* _Petunjuk Tugas_
Salin kembali secara persis bagian artikel tentang politik identitas mulai dari "Scroll untuk baca" sampai dengan "Sabang Merauke Circle)".

* _Kutipan Halaman_
Scroll untuk baca artikel
NasionalOpiniPolitik

Jusuf Kalla, La Ode Umar dan Politik Identitas

×

Jusuf Kalla, La Ode Umar dan Politik Identitas

Sebarkan artikel ini

Oleh: (Dr. Syahganda Nainggolan, Sabang Merauke Circle)

WAWAINEWS.ID – Dua putra Sulawesi sudah membuat diskursus tentang identitas bangsa ini beberapa hari kebelakang. Jusuf Kalla menggugat etnis China (Tionghoa) dalam pidatonya pada acara Ikatan Cendikiawan Muslim Indonesia (ICMI), 12/5/23 lalu. Dalam berita Kumparan online kemarin, dengan judul “JK: Ekonomi RI 50% lebih Dikuasai Orang China, Tapi Mereka Tidak Salah”, disebutkan bahwa disemua negara Islam, baik Turki, Arab bahkan Pakistan semua orang kayanya adalah pribumi. JK membandingkan juga Malaysia dan Indonesia di mana situasi Malaysia lebih baik, karena orang China di Malaysia menguasai 60% ekonomi, namun jumlahnya mencapai mereka 30%, sebaliknya orang China di sini hanya 4,5%.

* _Bagian Data_
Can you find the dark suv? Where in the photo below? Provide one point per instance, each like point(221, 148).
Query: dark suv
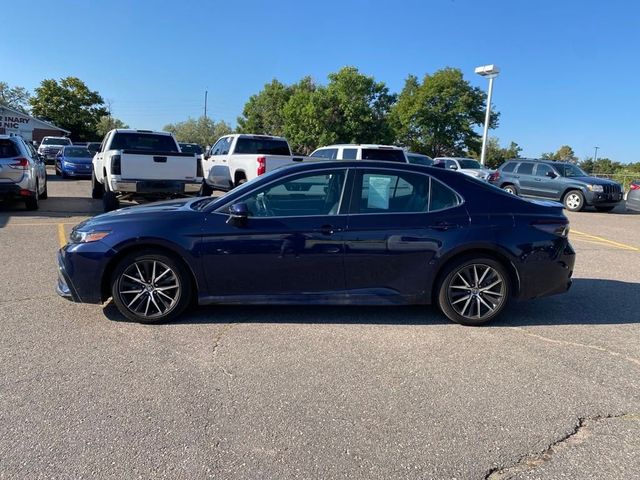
point(560, 181)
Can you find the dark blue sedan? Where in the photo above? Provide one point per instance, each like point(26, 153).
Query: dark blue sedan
point(74, 161)
point(359, 232)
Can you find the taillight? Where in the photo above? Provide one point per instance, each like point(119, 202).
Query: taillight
point(20, 163)
point(554, 227)
point(262, 165)
point(115, 165)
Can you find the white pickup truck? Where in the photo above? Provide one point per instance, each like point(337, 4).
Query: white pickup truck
point(236, 159)
point(142, 164)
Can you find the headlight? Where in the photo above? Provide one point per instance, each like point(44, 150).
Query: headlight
point(78, 236)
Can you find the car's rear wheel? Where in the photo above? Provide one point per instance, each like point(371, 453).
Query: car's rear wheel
point(97, 189)
point(573, 200)
point(150, 287)
point(474, 291)
point(605, 209)
point(510, 189)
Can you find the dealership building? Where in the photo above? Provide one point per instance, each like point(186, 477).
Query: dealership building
point(31, 128)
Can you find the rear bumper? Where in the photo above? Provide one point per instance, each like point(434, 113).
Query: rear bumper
point(544, 278)
point(157, 187)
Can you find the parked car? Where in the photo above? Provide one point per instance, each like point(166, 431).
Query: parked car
point(142, 165)
point(23, 175)
point(190, 148)
point(468, 166)
point(51, 146)
point(419, 159)
point(560, 181)
point(236, 159)
point(633, 196)
point(74, 161)
point(348, 232)
point(389, 153)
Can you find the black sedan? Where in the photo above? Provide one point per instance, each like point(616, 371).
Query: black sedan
point(348, 232)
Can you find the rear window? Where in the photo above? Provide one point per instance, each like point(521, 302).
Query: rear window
point(526, 168)
point(190, 148)
point(266, 146)
point(144, 141)
point(56, 141)
point(8, 149)
point(390, 155)
point(509, 167)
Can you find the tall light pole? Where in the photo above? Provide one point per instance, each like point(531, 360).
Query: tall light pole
point(490, 72)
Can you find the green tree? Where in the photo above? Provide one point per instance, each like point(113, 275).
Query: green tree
point(262, 113)
point(107, 123)
point(14, 97)
point(203, 130)
point(497, 155)
point(564, 154)
point(69, 104)
point(438, 116)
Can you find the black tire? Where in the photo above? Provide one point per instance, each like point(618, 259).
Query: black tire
point(124, 290)
point(205, 190)
point(45, 193)
point(480, 306)
point(605, 209)
point(509, 188)
point(33, 203)
point(97, 189)
point(573, 200)
point(110, 201)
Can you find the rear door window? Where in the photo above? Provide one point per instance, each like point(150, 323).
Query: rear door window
point(526, 168)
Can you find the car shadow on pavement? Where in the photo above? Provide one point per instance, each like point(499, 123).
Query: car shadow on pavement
point(589, 302)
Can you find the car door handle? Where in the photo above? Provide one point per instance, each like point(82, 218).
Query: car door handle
point(443, 226)
point(328, 230)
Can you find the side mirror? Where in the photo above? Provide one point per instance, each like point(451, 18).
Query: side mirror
point(238, 215)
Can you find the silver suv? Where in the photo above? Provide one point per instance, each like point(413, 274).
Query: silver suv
point(23, 174)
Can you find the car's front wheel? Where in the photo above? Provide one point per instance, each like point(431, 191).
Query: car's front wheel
point(474, 291)
point(150, 287)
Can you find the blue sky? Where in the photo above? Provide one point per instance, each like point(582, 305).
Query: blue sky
point(570, 68)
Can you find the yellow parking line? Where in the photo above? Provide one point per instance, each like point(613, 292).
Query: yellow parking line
point(62, 236)
point(624, 246)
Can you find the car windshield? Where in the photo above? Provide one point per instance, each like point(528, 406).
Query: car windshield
point(568, 170)
point(266, 146)
point(469, 164)
point(77, 152)
point(144, 141)
point(191, 148)
point(56, 141)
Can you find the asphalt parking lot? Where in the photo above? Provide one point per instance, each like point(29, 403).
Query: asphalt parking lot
point(550, 391)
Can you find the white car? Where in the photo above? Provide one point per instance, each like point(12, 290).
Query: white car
point(468, 166)
point(388, 153)
point(142, 164)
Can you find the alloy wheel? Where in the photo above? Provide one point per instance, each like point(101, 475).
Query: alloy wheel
point(477, 291)
point(149, 288)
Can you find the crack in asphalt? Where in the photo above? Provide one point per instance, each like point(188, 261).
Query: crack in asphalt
point(580, 432)
point(581, 345)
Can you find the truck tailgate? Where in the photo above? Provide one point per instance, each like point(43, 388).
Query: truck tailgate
point(136, 164)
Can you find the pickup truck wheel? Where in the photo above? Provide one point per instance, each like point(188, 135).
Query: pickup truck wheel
point(573, 200)
point(97, 189)
point(205, 190)
point(33, 202)
point(110, 201)
point(150, 287)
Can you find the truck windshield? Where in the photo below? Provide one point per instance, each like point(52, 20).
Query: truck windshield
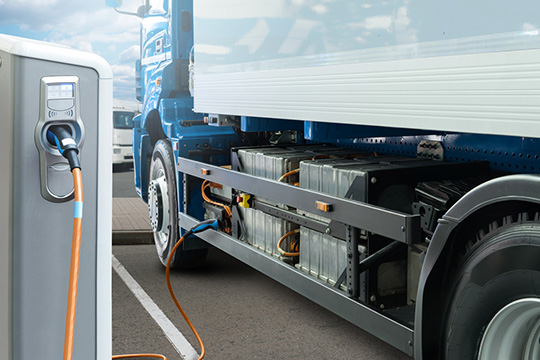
point(123, 120)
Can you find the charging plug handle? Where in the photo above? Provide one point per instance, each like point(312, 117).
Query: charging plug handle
point(62, 138)
point(202, 226)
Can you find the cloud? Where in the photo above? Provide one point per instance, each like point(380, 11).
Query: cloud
point(319, 9)
point(242, 9)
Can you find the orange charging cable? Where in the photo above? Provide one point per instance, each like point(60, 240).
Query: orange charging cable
point(74, 267)
point(74, 278)
point(167, 278)
point(286, 253)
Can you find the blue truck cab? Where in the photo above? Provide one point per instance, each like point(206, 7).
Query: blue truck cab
point(168, 123)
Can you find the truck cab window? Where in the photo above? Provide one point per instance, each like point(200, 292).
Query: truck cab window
point(158, 7)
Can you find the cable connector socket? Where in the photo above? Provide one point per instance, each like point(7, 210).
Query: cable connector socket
point(61, 137)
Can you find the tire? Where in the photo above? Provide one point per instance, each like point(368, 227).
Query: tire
point(163, 208)
point(493, 310)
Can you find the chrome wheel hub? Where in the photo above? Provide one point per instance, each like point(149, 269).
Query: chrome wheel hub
point(513, 333)
point(158, 206)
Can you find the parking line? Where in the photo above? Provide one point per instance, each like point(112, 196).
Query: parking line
point(175, 337)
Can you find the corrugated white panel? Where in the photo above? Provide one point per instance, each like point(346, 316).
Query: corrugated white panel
point(490, 93)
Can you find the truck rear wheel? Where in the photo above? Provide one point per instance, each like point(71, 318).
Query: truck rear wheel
point(163, 208)
point(493, 311)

* _Jawaban_
Scroll untuk baca artikel
NasionalOpiniPolitik

Jusuf Kalla, La Ode Umar dan Politik Identitas

×

Jusuf Kalla, La Ode Umar dan Politik Identitas

Sebarkan artikel ini

Oleh: (Dr. Syahganda Nainggolan, Sabang Merauke Circle)